I would be prepared to work for a UK or EU Parliamentary delegation to Poland, I guess, if I could be useful in assisting with dialogue, perhaps in the technical area. I do after all have several academic degrees pertinent to the questions of Energy and Climate Change.

But in a room full of politicians and communications experts, I felt a little like a fished fish. Here, then, is a demonstration. I was talking with Rhys Williams, the Coordinator of PRASEG, and telling him I’d met the wonderful Professor Geoff Williams, of Durham Univeristy, who has put together a system of organic light emitting diode (LED) lighting and a 3-D printed control unit, and, and, and Rhys actually yawned. He couldn’t contain it, it just kind of spilled out. I told myself : “It’s not me. It’s the subject matter”, and I promptly forgave him. Proof, though, of the threshold for things technical amongst Westminster fixers and shakers.

Poland. I mean, I know James Delingpole has been to Poland, and I thought at the time he was possibly going to interfere with the political process on climate change, or drum up support for shale gas. But I’m a Zero Carbon kind of actor. I don’t need to go far to start a dialogue with Poland by going to Poland – I have Poles living in my street, and I’m invited to all their barbecues. Maybe I should invite Professor Mayer Hillman to cycle over to Waltham Forest and address my near neighbours and their extended friendship circle on the importance of renewable energy and energy efficiency targets, and ask them to communicate with the folks back home with any form of influence.

Battle of the Lords

I don’t quite know what powers Lord Deben, John Gummer, but he looks remarkably wired on it. At this week’s PRASEG Annual Conference, he positively glowed with fervour and gumption. He regaled us with tales of debate in the House of Lords, the UK’s parliamentary “senior” chamber. He is a known climate change science adherent, and in speaking to PRASEG, he was preaching to the choir, but boy, did he give a bone-rattling homily !

As Chairman of the Committee on Climate Change, he is fighting the good fight for carbon targets to be established in all areas of legislation, especially the in-progress Energy Bill. He makes the case that emissions restraint and constraint is now an international business value, and of importance to infrastructure investment :-

“The trouble with energy efficiency is that it’s not “boys’ toys” – there’s no “sex” in it. It is many small things put together to make a big thing. We won’t get to a point of decarbonisation unless we [continuously] make [the case for] [continuous] investment. […] GLOBE [of which I am a member] in a report – 33 major countries – doing so much. […] Look at what China is doing. Now a competitive world. If we want people to come here and invest, we need to have a carbon intensity target in 2030 [which will impact] [manufacturing] and the supply chain. [With the current strategy, the carbon targets are] put down in 2020 and picked up again in 2050. Too long a gap for business. They don’t know what happens in between. This is not all about climate change. It is about UK plc.”

SOURCE EXCERPT:
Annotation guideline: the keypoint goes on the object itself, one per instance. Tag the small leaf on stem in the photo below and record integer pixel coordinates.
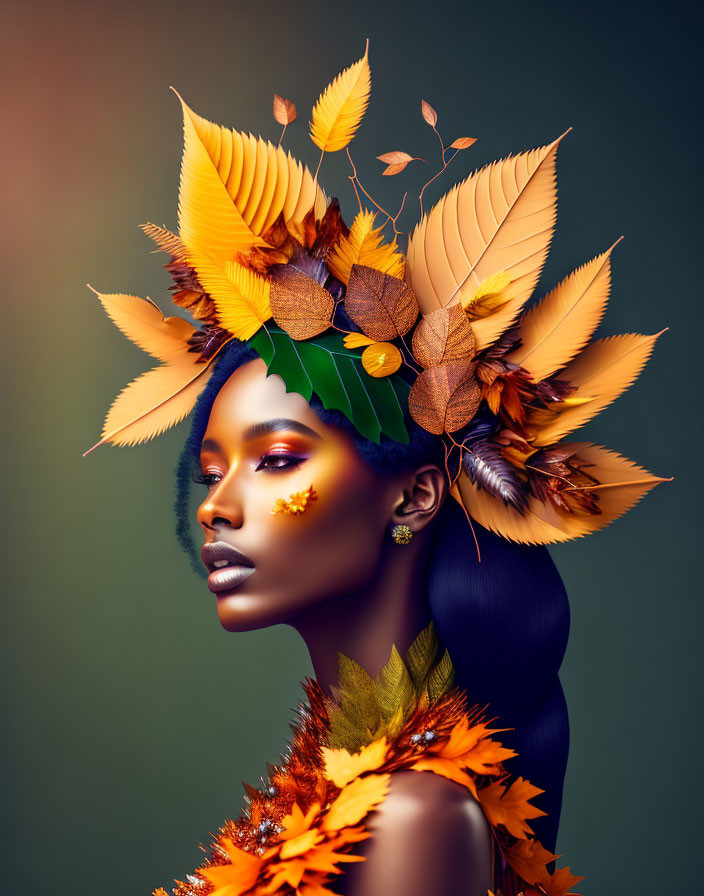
(284, 110)
(429, 114)
(463, 142)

WRITTEN INSTRUCTION:
Resume the post about the PRASEG Annual Conference, continuing on from its last sentence.

RESPONSE TO THE EXERCISE:
To supplement this diet of upbeat encouragement, he added a good dose of scorn for fellow Lords of the House, the Lords Lawson (Nigel Lawson) and Lord Ridley (Matt Ridley) who, he seemed to be suggesting, clearly have not mastered the science of climate change, and who, I believe he imputed, have lost their marbles :-

“Apart from one or two necessary sideswipes, I agree with the previous speaker. There is no need for disagreement except for those who dismiss climate change. [I call them “dismissers” as we should not] dignify their position by calling them “sceptics”. We are the sceptics. We come to a conclusion based on science and we revisit it every time new science comes our way. They rifle through every [paper] to find every little bit that suppports their argument. I’ve listened to the interventions [in the House of Lords reading of and debate on the Energy Bill] of that group. Their line is the Earth is not [really] warming, so, it’s too expensive to do anything. This conflicts with today’s World Meteorological Organization measurements – that the last decade has been the warmest ever. I bet you that none of them [Lords] will stand up [in the House of Lords] and say “Sorry. We got it wrong.” They pick one set of statistics and ignore the rest. It is a concentrated effort to undermine by creating doubt. Our job is constantly to make it clear they we don’t need to argue the case – the very best science makes it certain [but never absolute]. You would be very foolish to ignore the consensus of view. […] In a serious grown-up world, we accept the best advice – always keeping an eye out for new information. Otherwise, [you would] make decisions on worst information – no sane person does that.”

He encouraged us to encourage the dissenters on climate change science to view the green economy as an insurance policy :-

“Is there a householder here who does not insure their houses against fire ? You have a 98% change of not having a fire. Yet you spend on average £140 a year on insurance. Because of the size of the disaster – the enormity of the [potential] loss. Basic life-supporting insurance. I’m asking for half of that. If only Lord Lawson would listen to the facts instead of that Doctor of Sports Science, Benny Peiser. Or Matt Ridley – an expert in the sexual habits of pheasants. If I want to know about pheasants, I will first ask Lord Ridley. Can he understand why I go to a climatologist first ? [To accept his view of the] risks effects of climate change means relying on the infallibility of Lord Lawson […]”

He spoke of cross-party unity over the signing into law of the Climate Change Act, and the strength of purpose within Parliament to do the right thing on carbon. He admitted that there were elements of the media and establishment who were belligerently or obfuscatingly opposing the right thing to do :-

“[We] can only win if the world outside has certainty about institutional government. This is a battle we have taken on and won’t stop till we win it. [The Lord Lawson and Lord Ridley and their position is] contrary to science, contrary to sense and contrary to the principle of insurance. They will not be listened to, not now, until UK has reduced level of carbon emissions, and we have [promised] our grandchildren they they are safe from climate change.”

Phew ! That was a war cry, if ever there was one ! We are clearly in the Salvation Army ! I noted the attendance list, that showed several Gentlemen and Ladies of the Press should have been present, and hope to read good reports, but know that in some parts of the Gutter, anti-science faecal detritus still swirls. We in One Birdcage Walk were the assembly of believers, but the general public conversation on carbon is poisoned with sulphurous intent.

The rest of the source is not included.